◆ TASK DESCRIPTION
The records below must be returned in full and unaltered.

BEGIN RECORDS SHOWN

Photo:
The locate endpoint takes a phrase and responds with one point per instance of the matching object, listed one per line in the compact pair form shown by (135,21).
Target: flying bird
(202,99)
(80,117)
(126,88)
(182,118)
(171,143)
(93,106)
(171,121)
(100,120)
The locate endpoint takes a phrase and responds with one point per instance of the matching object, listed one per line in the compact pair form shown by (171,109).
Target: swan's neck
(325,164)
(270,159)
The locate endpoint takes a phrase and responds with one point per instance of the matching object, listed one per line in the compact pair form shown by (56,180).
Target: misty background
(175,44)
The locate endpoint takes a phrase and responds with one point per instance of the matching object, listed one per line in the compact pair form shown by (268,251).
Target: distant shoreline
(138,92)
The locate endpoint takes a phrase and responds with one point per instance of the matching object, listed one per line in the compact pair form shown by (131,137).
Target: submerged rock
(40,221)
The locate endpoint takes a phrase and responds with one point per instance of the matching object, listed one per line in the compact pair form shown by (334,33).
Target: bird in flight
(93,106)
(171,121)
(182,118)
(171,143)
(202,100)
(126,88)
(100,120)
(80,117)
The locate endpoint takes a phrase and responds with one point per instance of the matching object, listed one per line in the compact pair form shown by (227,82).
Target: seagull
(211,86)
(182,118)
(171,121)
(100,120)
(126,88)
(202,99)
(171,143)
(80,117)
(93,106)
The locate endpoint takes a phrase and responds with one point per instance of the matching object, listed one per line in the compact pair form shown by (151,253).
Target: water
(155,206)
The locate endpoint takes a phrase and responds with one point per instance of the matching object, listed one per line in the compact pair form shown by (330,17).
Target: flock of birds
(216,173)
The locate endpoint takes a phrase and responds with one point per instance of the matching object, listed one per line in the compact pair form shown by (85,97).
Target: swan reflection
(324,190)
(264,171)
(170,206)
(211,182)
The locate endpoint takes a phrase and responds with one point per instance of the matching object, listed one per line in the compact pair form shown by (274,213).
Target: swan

END RECORDS SHOWN

◆ RESPONSE TO THE EXERCISE
Photo:
The locate endpoint takes a phrase and responds with one point per instance of the matching object, listed one per line in the compact pair form shown by (135,21).
Target: flying bird
(202,99)
(80,117)
(126,88)
(182,118)
(171,143)
(93,106)
(171,121)
(100,120)
The locate endpoint takes a phrase and responds with one point per instance of the matching object, listed one per line in the compact pair form shown by (171,109).
Target: swan's neck
(325,164)
(270,159)
The locate endpoint takes a phrase and responds with one point per instance of the matching object, listed one per line in the compact pair form shown by (56,180).
Target: misty background
(175,44)
The locate endpoint takes a phrase and responds with one point per instance of the matching object, listed one per line in the compact pair form shown by (268,251).
Target: distant shoreline
(138,92)
The locate endpoint takes a phrase and responds with one point per instance of the matching object, listed one per line in the compact pair form shown by (131,137).
Target: submerged rock
(40,221)
The locate endpoint takes a phrase and responds with one point per instance of the matching object, listed one per line in the compact pair form shown by (334,33).
Target: bird in flight
(93,106)
(171,121)
(182,118)
(171,143)
(202,100)
(126,88)
(100,120)
(80,117)
The locate endpoint takes a phrase and responds with one point per instance of the matching object, listed one per line in the compact pair form shown by (227,82).
Target: seagull
(211,86)
(182,118)
(171,121)
(100,120)
(126,88)
(202,99)
(171,143)
(80,117)
(93,106)
The locate endpoint takes a phrase and responds with one point per instance of the matching object, listed one per line in the compact pair form shown by (151,253).
Target: water
(155,206)
The locate endpoint takes a phrase and responds with one point per instance of the matching object, listed one per line in the compact pair form shown by (330,17).
Target: flock of birds
(216,173)
The locate endpoint takes a phrase and responds with one point per instance of the matching object, listed one per line in the compact pair form shown by (85,97).
Target: swan reflection
(324,190)
(264,171)
(170,206)
(211,182)
The locate endpoint takes a phrase and responds with one point per instance of the matching object, listed one per line in the compact pair form shown by (274,213).
Target: swan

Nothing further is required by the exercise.